Records supplied

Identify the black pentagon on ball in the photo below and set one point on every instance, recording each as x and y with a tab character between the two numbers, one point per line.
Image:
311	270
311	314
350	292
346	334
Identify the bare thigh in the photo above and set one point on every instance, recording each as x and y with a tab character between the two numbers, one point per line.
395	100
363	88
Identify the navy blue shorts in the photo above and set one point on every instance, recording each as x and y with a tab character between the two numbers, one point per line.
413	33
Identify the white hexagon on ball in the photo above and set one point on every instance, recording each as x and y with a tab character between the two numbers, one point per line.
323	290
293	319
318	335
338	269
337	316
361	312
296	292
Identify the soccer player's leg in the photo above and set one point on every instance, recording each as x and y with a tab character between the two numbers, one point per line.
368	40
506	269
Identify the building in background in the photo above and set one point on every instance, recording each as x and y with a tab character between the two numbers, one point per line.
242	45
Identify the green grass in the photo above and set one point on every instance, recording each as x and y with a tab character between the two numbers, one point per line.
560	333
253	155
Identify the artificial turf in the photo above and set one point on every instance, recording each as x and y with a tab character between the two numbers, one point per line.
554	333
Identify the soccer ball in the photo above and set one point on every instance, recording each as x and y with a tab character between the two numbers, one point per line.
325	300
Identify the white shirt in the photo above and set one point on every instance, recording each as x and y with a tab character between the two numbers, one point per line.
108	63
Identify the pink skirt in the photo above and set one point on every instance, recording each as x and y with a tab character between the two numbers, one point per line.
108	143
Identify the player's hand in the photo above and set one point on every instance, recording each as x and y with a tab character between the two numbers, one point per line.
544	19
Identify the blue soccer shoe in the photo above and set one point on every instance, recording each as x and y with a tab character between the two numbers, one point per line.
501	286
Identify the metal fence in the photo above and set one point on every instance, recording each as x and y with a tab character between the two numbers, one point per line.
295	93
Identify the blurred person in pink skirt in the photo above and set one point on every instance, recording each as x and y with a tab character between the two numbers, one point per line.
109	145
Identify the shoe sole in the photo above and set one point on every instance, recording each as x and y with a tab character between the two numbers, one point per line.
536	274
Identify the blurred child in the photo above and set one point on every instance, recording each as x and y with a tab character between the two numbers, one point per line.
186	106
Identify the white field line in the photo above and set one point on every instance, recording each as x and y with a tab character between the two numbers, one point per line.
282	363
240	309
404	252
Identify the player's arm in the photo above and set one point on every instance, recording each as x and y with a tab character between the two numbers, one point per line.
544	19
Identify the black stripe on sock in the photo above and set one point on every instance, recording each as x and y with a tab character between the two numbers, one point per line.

Problem to work on
Can you rewrite all of the data above with "Identify" replaced by "Locate" everywhere it occurs, changing nothing else?

Correct response
Locate the black pentagon on ball in the photo below and set one point on every instance, recording each as x and y with a tab character between the two numbers, one point per line.
Image:
311	270
311	314
350	292
346	334
Locate the bare thigh in the photo above and set one point on every instance, recording each as x and y with a tab character between the two numbers, one point per line.
395	100
363	88
Locate the navy blue shorts in the photo above and set one point on every instance, recording each as x and y with a tab character between the two numbers, one point per line.
413	33
Locate the white hexagon on ball in the photo above and set one point on every instance, recording each as x and y with a tab character between the two numbers, one point per line.
323	290
293	319
318	335
338	269
337	316
361	312
296	292
Locate the soccer player's leg in the photo above and set one point on every instance, recording each as x and y with a tab character between the two numbers, one point per line.
368	40
506	269
Locate the building in background in the photo above and set one point on every instance, recording each as x and y with a tab character between the two numbers, one point per line.
242	45
Locate the green grass in the photo above and set one point on every instance, recording each as x and y with a tab character between the two numbers, one point per line.
560	333
253	155
Locate the artificial turf in the photo above and set one point on every instance, recording each as x and y with a tab character between the two numbers, one point per line.
554	333
Locate the soccer ball in the photo above and set one point on every instance, recording each as x and y with a tab character between the two numbers, one point per line.
325	300
Locate the white shirt in the photo above and set one point on every instance, recording each as x and y with a tab character between the two numbers, one point per line.
108	63
Locate the pink skirt in the photo above and set one point on every instance, recording each as x and y with a tab character between the two numbers, one point per line.
108	143
Locate the player's hand in the photo above and set one point on every instance, recording each as x and y with a tab character between the two numbers, one point per line.
544	19
Locate the blue soccer shoe in the photo above and set one point on every instance, recording each as x and y with a tab character between the two numbers, one point per line.
501	286
Locate the metal fence in the photo above and set one point on every instance, recording each as x and y with a tab character between the two numbers, one point per line.
295	93
Locate the blurred person in pink skirt in the photo above and set one point on every instance, recording each as x and y with a tab character between the two numbers, one point per line.
109	145
Locate the shoe sole in the photo above and set one point on every instance, recording each as x and y with a tab character between the two numbers, one point per line.
536	274
Locate the blurred child in the photo above and set one point on every instance, recording each as x and y with a tab character between the two numbers, one point per line.
186	106
Locate the white field line in the photo above and set one point on every instance, recording each as x and y with a tab character between the two numbers, one point per line.
282	363
240	309
404	252
Locate the player's arm in the photo above and set one point on every instance, recording each as x and y with a tab character between the two numbers, one point per line.
544	19
Locate the black stripe on sock in the photo above and set one point on every instance, recording each as x and y with a tab character between the two numbers, one point per line.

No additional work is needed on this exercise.